● Entries shown
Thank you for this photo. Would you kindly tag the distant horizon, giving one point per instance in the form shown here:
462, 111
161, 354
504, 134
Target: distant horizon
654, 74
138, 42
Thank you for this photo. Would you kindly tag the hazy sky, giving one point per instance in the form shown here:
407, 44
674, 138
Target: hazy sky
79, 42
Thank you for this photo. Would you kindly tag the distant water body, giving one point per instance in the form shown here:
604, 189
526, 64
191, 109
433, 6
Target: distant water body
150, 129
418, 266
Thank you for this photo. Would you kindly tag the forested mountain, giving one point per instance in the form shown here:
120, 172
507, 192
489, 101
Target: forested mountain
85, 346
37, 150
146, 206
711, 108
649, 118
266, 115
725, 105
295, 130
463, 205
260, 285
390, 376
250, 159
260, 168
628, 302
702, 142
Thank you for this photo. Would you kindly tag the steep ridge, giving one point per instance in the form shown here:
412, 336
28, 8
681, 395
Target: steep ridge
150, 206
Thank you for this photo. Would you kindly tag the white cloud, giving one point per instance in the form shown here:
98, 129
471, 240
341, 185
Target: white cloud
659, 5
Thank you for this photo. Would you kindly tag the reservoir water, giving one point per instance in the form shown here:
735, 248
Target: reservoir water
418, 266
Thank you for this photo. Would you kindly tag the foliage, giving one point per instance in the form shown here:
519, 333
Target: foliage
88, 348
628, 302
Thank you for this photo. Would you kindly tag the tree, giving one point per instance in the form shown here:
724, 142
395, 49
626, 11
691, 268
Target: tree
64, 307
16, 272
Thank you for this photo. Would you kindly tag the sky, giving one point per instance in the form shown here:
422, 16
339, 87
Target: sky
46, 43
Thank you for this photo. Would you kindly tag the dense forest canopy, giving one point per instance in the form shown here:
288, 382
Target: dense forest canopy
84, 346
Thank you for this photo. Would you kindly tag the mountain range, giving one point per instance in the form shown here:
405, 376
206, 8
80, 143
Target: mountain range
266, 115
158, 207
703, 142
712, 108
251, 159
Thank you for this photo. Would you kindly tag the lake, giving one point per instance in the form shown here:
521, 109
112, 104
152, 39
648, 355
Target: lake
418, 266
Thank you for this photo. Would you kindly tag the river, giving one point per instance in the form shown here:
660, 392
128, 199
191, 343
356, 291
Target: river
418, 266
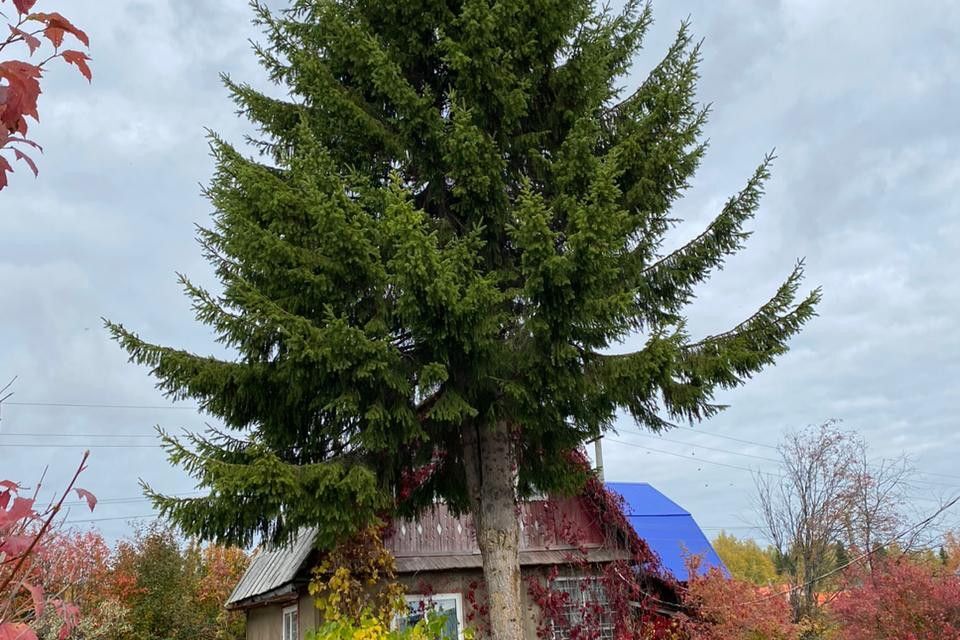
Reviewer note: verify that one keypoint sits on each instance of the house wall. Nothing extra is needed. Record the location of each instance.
(263, 623)
(469, 583)
(308, 614)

● What to produce
Output every record verbatim, skipping images.

● Output for this exercise
Thank you for this photo. Would you kindly tag the distant horizon, giving one point per instance in the form shown here:
462, 111
161, 354
504, 134
Target: distant horizon
654, 74
138, 42
Thank you for this photo. Would you kindly tag the hazy sky, giving one point per instance in the form shown here:
407, 44
674, 138
Target: hazy sky
79, 42
Thank you for this photo. Would you kindly tag the distant water body, giving one point per instance in the form shown here:
604, 189
526, 64
191, 109
433, 6
Target: distant water body
150, 129
418, 266
Thank you for this photo. Would you kindly tag the forested mountain, giving one point per instance in the form shown here:
120, 172
507, 192
489, 101
Target: forested mountain
85, 346
37, 150
146, 206
711, 108
649, 118
266, 115
725, 105
295, 130
463, 205
260, 285
390, 376
250, 159
260, 168
628, 302
702, 142
Thank you for this photo. Would you kindly tag the steep ridge, giving one point per instance in the form shown here:
412, 336
28, 8
681, 395
Target: steep ridge
150, 206
Thank you for this photo. Would you kindly tag the white cloud, giving one point per instance in the form shown here:
98, 129
471, 240
341, 185
Target: white cloud
659, 5
Thank you for this photo. Would you kindly tag the reservoir water, giving one point per instance in the form shown here:
735, 248
Target: reservoir water
418, 266
Thank you for this photo. Would you kindly tag the foliage, giving one point per instance in the form shown here:
519, 333
Target: foliage
88, 348
628, 302
Thank you for this photo. Would you kindly tag the tree, giving one point per instance in the form shown here:
724, 142
395, 49
626, 11
691, 268
Target: tree
64, 307
16, 272
Thank you for this photo. Would you kindly tag the sky, giving one point per instance in the form shown here:
422, 16
339, 87
Target: sky
46, 43
Thank you for this photo. Would you kindly tag the dense forest canopy, giving one point per instance in the form shown here:
288, 382
Target: dense forest canopy
84, 346
Thank you for this photo. Would you kindly tag the mountain range, giving one point per instance in the form shown here:
405, 376
206, 8
80, 143
Target: mountain range
266, 115
158, 207
703, 142
712, 108
251, 159
Thank you for this photo. Would you kindly tag the lake, giving one point per instance in the form shown here:
521, 109
112, 104
152, 39
648, 355
Target: lake
418, 266
Thank you for this photo. Would you kindly tag the river, giving one point per instance in the form shown here:
660, 392
128, 199
191, 343
356, 291
Target: river
418, 266
Reviewer note: verify that one keypoint sits on each instance of the house wall. Nothing extra is needed. Record the location of each instance.
(263, 623)
(469, 583)
(308, 614)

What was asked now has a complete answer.